§ EXERCISE REQUIREMENTS:
a. Using the article on Al Tornabene, decide whether each statement agrees with it. Answer yes or no for each, and quote the words that decide it. (i) Tornabene opened the Villa Nova pizzeria in Stickney, Illinois, in 1955. (ii) Tornabene had a criminal record for his work as a bookie. (iii) In 1997 the Outfit's West Side Crew was run by James Marcello.
b. According to the Al Tornabene article, what group identified him in 1997 as a member of the Outfit, and in what book?
c. Resume the article on Al Tornabene after its last sentence.

§ SOURCE PASSAGE:
= Al Tornabene =

American gangster (1923–2009)

Alfonso "Al the Pizza Man" Tornabene (January 16, 1923 - May 17, 2009) was a Chicago-area resident who was reported by several newspapers to have been a high-ranking member of the Chicago Outfit crime organization.

== Career as a pizzeria owner ==

In 1955, Tornabene opened the Villa Nova pizzeria in Stickney, Illinois. He and his family later expanded the business to three other locations around Chicago. In 2015 and 2020 it was voted as serving Chicago's best pizza.

== Career in the Chicago Outfit ==

Tornabene began his career in the Chicago Outfit as a bookie. However, he never had a criminal record of any kind. He was a long time member of the Chicago Heights street crew.

In 1997, Tornabene was identified by the Chicago Crime Commission in its "New Faces of Organized Crime" book as being a member of the Outfit crime organization. Tornabene was identified as being a lieutenant for the Outfit's West Side Crew, which at that time was run by Anthony Centracchio.

Subsequently, Tornabene was identified as having helped to run the Outfit while its then-boss, James Marcello, was imprisoned between 1992 and 2003.

§ Region pointing data:

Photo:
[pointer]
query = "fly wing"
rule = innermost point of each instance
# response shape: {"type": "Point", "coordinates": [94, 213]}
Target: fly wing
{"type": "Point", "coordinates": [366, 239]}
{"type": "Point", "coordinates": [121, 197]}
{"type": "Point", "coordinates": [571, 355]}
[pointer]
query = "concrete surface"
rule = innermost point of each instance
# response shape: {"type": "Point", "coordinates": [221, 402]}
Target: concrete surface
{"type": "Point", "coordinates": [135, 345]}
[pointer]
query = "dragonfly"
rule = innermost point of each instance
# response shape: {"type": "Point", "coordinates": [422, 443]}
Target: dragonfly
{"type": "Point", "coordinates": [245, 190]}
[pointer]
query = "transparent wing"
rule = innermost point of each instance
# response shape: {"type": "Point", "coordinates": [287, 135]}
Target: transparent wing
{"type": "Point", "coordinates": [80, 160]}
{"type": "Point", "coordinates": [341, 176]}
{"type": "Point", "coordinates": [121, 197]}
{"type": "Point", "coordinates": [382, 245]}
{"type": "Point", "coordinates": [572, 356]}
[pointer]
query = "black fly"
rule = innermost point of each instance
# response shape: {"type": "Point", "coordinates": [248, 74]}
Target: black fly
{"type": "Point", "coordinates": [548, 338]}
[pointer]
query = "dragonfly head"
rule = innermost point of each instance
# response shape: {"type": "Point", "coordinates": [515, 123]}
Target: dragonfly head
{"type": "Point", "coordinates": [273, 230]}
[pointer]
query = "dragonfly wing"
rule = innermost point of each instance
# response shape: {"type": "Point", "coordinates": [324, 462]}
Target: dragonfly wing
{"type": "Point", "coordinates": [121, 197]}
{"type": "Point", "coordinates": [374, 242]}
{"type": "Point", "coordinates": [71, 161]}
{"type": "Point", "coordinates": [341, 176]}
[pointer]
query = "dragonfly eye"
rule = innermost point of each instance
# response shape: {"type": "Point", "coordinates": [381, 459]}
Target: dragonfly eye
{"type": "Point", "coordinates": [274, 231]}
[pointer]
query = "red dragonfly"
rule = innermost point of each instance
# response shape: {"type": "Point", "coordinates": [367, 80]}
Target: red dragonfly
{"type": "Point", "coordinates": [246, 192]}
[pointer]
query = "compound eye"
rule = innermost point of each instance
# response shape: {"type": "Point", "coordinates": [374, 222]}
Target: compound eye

§ RESPONSES TO THE EXERCISE:
a.
(i) Yes: "In 1955, Tornabene opened the Villa Nova pizzeria in Stickney, Illinois."
(ii) No: "However, he never had a criminal record of any kind."
(iii) No: "which at that time was run by Anthony Centracchio."

b. The Chicago Crime Commission identified him in its book "New Faces of Organized Crime."

c.
Court records also showed that Tornabene had presided over a 1983 ceremony that made several mobsters full members of the Outfit, including Frank Calabrese, Sr. and Nicholas Calabrese. Tornabene had presided over the ceremony along with Joseph Aiuppa, Nicholas Calabrese told federal investigators. Several other men were apparently inducted at the ceremony, though due to their age and standing in the organization, they are thought to have been re-inducted.

In 2007, the Chicago Crime Commission's then-chief, James Wagner, told the Chicago Tribune that Tornabene was running the Outfit's activities in Chicago's south suburbs.

In 2009, Tornabene was identified as having been an original target in the Operation Family Secrets mob investigation in 2002, an investigation that ultimately sent Outfit members James Marcello, Joseph Lombardo and Frank Calabrese, Sr. to federal prison for life. However, Tornabene was never charged in the Family Secrets case.

One of Tornabene's associates, Anthony Zizzo, disappeared on August 31, 2006, after leaving his house in Westmont, Illinois. Zizzo's car was abandoned at a restaurant in Melrose Park, Illinois.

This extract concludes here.